## What is being asked:
For each line of the data that includes the word "instance", copy the line.

## Provided data:
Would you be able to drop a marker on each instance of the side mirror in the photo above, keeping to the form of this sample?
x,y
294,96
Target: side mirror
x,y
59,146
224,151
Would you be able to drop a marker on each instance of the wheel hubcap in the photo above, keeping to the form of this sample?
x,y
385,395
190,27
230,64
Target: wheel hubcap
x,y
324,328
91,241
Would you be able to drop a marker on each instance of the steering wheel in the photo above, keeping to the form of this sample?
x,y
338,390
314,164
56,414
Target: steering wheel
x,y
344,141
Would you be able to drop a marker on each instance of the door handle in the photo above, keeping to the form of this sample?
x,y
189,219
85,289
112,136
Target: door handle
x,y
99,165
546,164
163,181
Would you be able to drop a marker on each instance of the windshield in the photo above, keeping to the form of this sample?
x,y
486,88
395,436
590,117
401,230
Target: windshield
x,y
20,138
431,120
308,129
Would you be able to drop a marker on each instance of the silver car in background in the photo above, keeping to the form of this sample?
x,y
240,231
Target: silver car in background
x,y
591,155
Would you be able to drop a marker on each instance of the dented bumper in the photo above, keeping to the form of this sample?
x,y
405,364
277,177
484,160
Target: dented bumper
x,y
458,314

## Solution for this exercise:
Would you be able to drop a marker on each instance of the side mirror in the photo above, keeping to the form of this sample?
Would you be able to drop a marker on each instance of the wheel hubcap in the photo above, keeping to the form of this sample?
Would you be able to drop a marker on each instance of the steering wheel in the photo above, keeping to the form of this sample?
Would you be able to drop a marker on each instance of the door handle in the photo above, keeping to the form of this sample?
Would you be able to drop a marker on each instance of the windshield in the photo above, keeping to the form of this sample?
Would you be able to drop a marker on each instance of the silver car in background in the photo above, keeping to the form of this sample?
Would you be able to drop a marker on each instance of the dented bumper in the photo above, keeping to the form of this sample?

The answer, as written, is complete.